What you will do:
How many lines of the listing below contain the word "saucepan"? Reply with the number alone.

Input rows:

◇ ◇ ◇ ◇ ◇ ◇ ◇

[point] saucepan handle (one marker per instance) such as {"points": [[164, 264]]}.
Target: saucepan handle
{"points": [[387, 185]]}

◇ ◇ ◇ ◇ ◇ ◇ ◇

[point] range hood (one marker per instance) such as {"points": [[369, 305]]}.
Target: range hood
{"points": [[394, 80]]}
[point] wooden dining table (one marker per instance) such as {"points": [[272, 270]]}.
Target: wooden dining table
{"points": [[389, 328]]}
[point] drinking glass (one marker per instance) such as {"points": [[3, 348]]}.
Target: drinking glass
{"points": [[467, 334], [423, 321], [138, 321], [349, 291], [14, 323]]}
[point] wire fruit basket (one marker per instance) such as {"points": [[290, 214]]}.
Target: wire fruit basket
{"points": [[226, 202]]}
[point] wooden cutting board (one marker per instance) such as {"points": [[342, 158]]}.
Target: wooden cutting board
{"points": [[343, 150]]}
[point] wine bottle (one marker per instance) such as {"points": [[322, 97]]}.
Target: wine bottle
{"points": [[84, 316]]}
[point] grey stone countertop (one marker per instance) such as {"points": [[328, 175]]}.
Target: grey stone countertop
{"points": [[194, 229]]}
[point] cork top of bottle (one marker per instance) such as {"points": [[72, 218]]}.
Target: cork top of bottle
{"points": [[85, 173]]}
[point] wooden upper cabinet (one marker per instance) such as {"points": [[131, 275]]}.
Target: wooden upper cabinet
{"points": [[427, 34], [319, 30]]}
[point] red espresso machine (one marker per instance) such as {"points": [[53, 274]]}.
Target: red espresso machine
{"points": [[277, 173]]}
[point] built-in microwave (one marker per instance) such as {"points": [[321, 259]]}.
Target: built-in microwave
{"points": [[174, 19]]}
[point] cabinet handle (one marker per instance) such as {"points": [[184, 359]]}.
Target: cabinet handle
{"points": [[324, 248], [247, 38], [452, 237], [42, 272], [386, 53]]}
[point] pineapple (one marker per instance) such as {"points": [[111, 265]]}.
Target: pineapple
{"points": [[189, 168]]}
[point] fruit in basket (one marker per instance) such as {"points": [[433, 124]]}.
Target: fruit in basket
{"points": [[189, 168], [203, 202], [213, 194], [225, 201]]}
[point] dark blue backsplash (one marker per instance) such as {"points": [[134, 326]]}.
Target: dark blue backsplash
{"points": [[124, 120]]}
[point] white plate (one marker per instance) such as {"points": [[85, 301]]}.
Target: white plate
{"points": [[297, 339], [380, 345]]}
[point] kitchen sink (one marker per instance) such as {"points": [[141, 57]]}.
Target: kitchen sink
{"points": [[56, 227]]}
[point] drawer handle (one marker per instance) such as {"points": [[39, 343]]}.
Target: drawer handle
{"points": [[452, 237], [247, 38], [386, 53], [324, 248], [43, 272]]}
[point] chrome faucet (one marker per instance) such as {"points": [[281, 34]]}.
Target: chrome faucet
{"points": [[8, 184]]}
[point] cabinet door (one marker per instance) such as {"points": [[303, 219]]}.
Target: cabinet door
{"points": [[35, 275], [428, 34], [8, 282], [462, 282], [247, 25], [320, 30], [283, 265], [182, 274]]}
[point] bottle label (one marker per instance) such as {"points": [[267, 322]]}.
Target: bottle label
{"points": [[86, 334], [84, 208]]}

◇ ◇ ◇ ◇ ◇ ◇ ◇

Solution to this exercise:
2